*REQUIRED WORK*:
Pictures within the data are to be left out; everything else must be reproduced exactly.

☆ ☆ ☆ ☆ ☆ ☆ ☆

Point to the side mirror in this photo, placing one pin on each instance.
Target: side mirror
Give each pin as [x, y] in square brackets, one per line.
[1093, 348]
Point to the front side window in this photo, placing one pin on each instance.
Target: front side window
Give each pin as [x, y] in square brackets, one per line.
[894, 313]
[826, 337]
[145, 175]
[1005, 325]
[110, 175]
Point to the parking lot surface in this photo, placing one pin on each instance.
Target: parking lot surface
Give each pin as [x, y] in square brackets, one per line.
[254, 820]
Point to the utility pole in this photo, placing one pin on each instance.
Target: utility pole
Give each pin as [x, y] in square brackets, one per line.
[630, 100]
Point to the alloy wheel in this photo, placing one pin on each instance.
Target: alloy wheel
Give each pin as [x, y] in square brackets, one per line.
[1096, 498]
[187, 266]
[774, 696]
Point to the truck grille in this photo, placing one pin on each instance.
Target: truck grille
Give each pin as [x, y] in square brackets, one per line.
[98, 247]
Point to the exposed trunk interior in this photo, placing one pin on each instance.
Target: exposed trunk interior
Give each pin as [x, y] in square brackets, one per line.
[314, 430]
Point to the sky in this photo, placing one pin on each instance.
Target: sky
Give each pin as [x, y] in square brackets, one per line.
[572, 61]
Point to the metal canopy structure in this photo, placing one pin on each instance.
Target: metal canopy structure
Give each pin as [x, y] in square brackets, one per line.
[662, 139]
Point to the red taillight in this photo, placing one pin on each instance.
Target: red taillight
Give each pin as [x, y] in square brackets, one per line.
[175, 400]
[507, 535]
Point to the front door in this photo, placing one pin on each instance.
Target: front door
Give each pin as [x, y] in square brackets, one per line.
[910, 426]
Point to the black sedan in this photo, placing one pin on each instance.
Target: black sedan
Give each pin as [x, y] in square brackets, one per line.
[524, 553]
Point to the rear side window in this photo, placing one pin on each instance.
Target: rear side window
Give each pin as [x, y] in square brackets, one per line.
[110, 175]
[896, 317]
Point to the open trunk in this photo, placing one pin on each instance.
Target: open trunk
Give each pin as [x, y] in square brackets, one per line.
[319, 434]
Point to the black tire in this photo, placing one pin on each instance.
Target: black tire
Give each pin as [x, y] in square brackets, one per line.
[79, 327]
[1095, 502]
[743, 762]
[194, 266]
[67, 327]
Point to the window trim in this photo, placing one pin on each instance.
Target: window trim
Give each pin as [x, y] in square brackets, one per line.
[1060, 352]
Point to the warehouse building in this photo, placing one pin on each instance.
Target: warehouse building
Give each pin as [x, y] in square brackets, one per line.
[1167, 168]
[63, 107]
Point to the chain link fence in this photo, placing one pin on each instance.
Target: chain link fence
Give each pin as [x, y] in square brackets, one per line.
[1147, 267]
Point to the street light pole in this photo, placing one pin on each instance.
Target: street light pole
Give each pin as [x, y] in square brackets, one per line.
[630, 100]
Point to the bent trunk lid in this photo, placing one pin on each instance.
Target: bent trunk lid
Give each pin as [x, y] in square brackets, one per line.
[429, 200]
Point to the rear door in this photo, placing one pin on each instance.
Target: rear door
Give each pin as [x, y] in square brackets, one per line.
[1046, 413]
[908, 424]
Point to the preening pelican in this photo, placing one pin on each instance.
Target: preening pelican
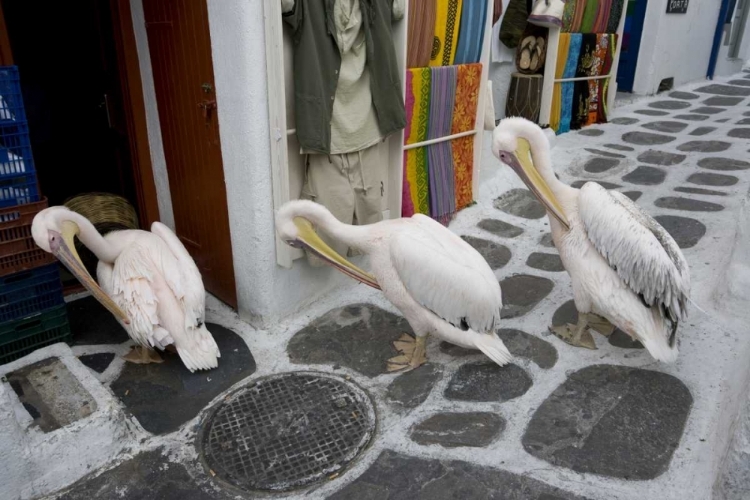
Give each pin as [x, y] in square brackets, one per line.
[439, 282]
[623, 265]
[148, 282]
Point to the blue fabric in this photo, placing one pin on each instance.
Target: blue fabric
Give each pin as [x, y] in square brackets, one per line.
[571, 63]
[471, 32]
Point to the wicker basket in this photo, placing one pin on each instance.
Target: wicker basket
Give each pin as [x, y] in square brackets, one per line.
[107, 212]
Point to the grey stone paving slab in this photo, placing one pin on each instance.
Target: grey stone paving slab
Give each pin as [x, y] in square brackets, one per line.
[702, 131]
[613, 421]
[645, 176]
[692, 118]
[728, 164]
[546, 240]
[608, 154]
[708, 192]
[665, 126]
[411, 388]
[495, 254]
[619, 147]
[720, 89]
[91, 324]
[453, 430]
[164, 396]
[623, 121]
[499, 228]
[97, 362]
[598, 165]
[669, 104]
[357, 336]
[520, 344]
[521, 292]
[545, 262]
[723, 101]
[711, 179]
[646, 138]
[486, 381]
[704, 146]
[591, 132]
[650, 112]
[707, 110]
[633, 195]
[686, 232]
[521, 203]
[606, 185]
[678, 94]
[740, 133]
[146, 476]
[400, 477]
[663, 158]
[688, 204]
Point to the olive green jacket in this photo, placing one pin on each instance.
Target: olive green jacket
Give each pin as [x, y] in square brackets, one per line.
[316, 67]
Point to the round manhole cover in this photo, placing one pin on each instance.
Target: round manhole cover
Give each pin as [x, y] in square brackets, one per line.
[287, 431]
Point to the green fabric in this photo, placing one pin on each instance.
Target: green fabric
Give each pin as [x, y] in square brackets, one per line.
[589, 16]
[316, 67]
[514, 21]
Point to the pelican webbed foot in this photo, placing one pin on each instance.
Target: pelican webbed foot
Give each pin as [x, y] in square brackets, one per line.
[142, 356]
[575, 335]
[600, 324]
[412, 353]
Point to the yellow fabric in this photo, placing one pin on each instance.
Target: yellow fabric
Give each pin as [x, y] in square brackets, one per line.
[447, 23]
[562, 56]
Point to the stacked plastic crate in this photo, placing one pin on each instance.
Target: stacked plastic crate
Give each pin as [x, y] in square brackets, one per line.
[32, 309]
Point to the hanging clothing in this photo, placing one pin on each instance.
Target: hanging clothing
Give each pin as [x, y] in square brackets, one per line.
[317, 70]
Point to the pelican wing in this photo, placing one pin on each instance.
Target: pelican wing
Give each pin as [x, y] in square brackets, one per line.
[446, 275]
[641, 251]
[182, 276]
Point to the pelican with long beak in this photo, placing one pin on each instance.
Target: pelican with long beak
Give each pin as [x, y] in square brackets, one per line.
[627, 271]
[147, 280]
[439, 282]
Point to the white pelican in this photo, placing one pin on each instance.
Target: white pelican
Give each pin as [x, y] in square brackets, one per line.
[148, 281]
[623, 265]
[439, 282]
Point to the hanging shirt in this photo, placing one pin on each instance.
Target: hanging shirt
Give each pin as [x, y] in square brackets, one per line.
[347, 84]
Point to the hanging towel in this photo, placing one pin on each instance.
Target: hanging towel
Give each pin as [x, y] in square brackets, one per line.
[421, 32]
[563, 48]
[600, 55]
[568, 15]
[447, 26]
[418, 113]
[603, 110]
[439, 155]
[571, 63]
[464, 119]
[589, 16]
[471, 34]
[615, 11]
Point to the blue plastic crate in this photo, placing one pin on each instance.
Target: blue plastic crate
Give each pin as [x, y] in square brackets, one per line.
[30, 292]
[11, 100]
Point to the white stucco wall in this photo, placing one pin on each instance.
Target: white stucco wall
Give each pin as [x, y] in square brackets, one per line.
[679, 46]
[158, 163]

☆ ☆ ☆ ☆ ☆ ☆ ☆

*WRITTEN SOLUTION*:
Point to the side mirror in this photo, placing one pin on each instance.
Target: side mirror
Give each pin as [x, y] in square brackets, one per line.
[1093, 348]
Point to the front side window in this photo, placing one pin on each instance.
Target: front side window
Give each pin as [x, y] in square brackets, one per line.
[894, 313]
[826, 337]
[145, 175]
[1005, 325]
[110, 175]
Point to the parking lot surface in this photo, placing one pin on each instance.
Target: parking lot surface
Give each pin as [x, y] in square brackets, one per line.
[254, 820]
Point to the utility pole in this photo, placing one pin on each instance.
Target: utility pole
Give each pin as [x, y] in square brackets, one per line.
[630, 100]
Point to the alloy wheel in this photo, placing one pin on each instance.
Target: alloy wheel
Give each pin as [x, y] in square brackets, one per line.
[1096, 498]
[187, 266]
[774, 696]
Point to the truck grille in this photo, placing one pin on each instance.
Target: truck grille
Give each pin as [x, y] in square brackets, one per line.
[98, 247]
Point to the exposed trunk interior in this photo, placing one pin on each instance.
Target: exposed trunk interior
Give each pin as [x, y] in square brackets, one per line.
[314, 430]
Point to the sky in this photo, placing one pin on each instance.
Target: sky
Give each pin as [x, y] in square brackets, one per line.
[572, 61]
Point to the metal canopy structure in this photo, placing one pin on each instance.
Target: metal canopy structure
Give each pin as [x, y] in square brackets, one per line.
[662, 139]
Point to the red taillight in this photo, placing one pin on each instance.
Target: red taillight
Give each pin as [x, y] in square brackets, one per line.
[175, 400]
[507, 535]
Point to the front door in this photo, placing one pin on each instance.
Target: front door
Give each pin as [x, y] in square brackets, one per line.
[910, 426]
Point to the black sedan in this photo, placing one pin on each instance.
Target: black sedan
Give each pin as [x, y] in square brackets, one per line.
[524, 553]
Point to the rear side window in this photo, placing one pin on each instance.
Target: rear side window
Give each pin as [x, y] in square brackets, one per line.
[110, 175]
[896, 317]
Point to the open trunk in this photo, placing one pin on each instance.
Target: open trunk
Give each pin as [x, y] in square brackets, one per line.
[319, 434]
Point to the black tire in this photo, placing one pin on each instance.
Target: black tire
Give each pin as [x, y] in square brackets, one per line.
[79, 327]
[1095, 502]
[743, 762]
[194, 266]
[67, 327]
Point to the window trim in this photo, placing one pin on each instance.
Target: window trim
Give each pin as [x, y] in square brackets, one per line.
[1060, 352]
Point to the warehouse building in this photo, placing one pin on each instance.
Target: warehouse building
Give each pin as [x, y] in square brackets, one per line.
[1167, 168]
[63, 107]
Point to the chain link fence in this photo, placing one pin on each instance.
Target: chain link fence
Give each pin as [x, y] in square brackets, one per line.
[1147, 267]
Point to the street light pole in this photo, placing one pin on each instance.
Target: street light pole
Give each pin as [x, y] in square brackets, one per line.
[630, 100]
Point to the bent trunk lid in this photo, placing one pin on each instance.
Target: bent trunk lid
Give each pin as [x, y] in square brackets, one per line.
[429, 200]
Point to the rear door in this photo, placing one pin on each instance.
Target: rear door
Give each pin as [x, y] in square brackets, one per line.
[1046, 413]
[908, 424]
Point to the preening pelican in this photo, placing one pin on each instance.
Target: preening pelican
Give each pin as [x, y] in square brackets, one per line.
[439, 282]
[623, 265]
[148, 282]
Point to the blue fabric in this photo, placing one pin on each instance.
Target: blue fabric
Give each pin as [x, y] in square brackets, one per line.
[571, 63]
[471, 32]
Point to the wicker basket in this photo, placing one pin on each instance.
Target: wicker basket
Give each pin as [x, y] in square brackets, one per line.
[107, 212]
Point to the grey stone paving slab in this photo, placing one pin on each instance.
Target: grey stone paving slab
Give each pin as [x, y] in square brackets, one per line.
[702, 131]
[613, 421]
[645, 176]
[692, 118]
[728, 164]
[546, 240]
[608, 154]
[708, 192]
[665, 126]
[411, 388]
[495, 254]
[619, 147]
[720, 89]
[91, 324]
[453, 430]
[164, 396]
[623, 121]
[499, 228]
[97, 362]
[598, 165]
[669, 104]
[357, 336]
[520, 344]
[521, 292]
[545, 262]
[723, 101]
[711, 179]
[646, 138]
[486, 381]
[704, 146]
[591, 132]
[650, 112]
[707, 110]
[633, 195]
[686, 232]
[521, 203]
[606, 185]
[678, 94]
[740, 133]
[146, 476]
[400, 477]
[663, 158]
[688, 204]
Point to the olive green jacket in this photo, placing one pin on each instance.
Target: olive green jacket
Give each pin as [x, y] in square brackets, one per line.
[316, 67]
Point to the round manhole cover in this photo, placing one pin on each instance.
Target: round manhole cover
Give each pin as [x, y] in square brackets, one per line.
[287, 431]
Point to the green fabric in this photo, placing one pin on each instance.
Target: green fabric
Give each pin as [x, y] in square brackets, one per line.
[589, 16]
[316, 67]
[514, 21]
Point to the pelican webbed foot in this photo, placing one pin on each instance.
Target: pelican webbed foot
Give each pin as [x, y] in square brackets, one per line.
[142, 356]
[575, 335]
[600, 324]
[412, 353]
Point to the yellow fabric in this photo, placing one pin on each instance.
Target: yellow fabric
Give each pin as [x, y] in square brackets, one per line.
[447, 23]
[562, 56]
Point to the stacked plastic crate in this photo, placing one pin on each instance.
Target: stacked plastic crate
Give each pin as [x, y] in square brackets, one per line.
[32, 309]
Point to the hanging clothing in this photo, placing one pin on each instance.
Target: hanging clothing
Give each pin as [x, y] in square brackets, one per line.
[317, 70]
Point to the pelican wing in this photo, placing one pin on each instance.
Target: pelican wing
Give each pin as [x, y] in square brackets, one per line.
[446, 275]
[641, 251]
[182, 276]
Point to the pelican with long beak in this photo, placing one pin on each instance.
Target: pelican with long beak
Give each pin as [x, y] in square brackets, one per line.
[627, 271]
[147, 280]
[439, 282]
Point to the white pelican in this photo, placing one pin on each instance.
Target: white pelican
Give each pin as [x, y] in square brackets, one per line.
[148, 281]
[623, 265]
[439, 282]
Point to the hanging shirt in this photo, placing one pin on each instance.
Target: hanging shirt
Give each pin as [x, y] in square brackets, one per line.
[347, 84]
Point to the hanging towel in this photo, placing one pin on each instance.
Target: hanging towel
Give each pin as [x, y] in square brackets, one per line.
[421, 32]
[563, 48]
[600, 55]
[568, 15]
[447, 26]
[418, 113]
[603, 110]
[439, 155]
[571, 63]
[464, 119]
[589, 16]
[471, 34]
[615, 11]
Point to the blue plastic crate in this photo, placing one pin on each instance.
Target: blue plastic crate
Give each pin as [x, y] in square brackets, one per line.
[30, 292]
[11, 100]
Point to the white stucco wall in this photo, placing one pin on each instance.
Target: white stucco wall
Give each pin as [x, y] in square brackets, one per line.
[679, 46]
[158, 163]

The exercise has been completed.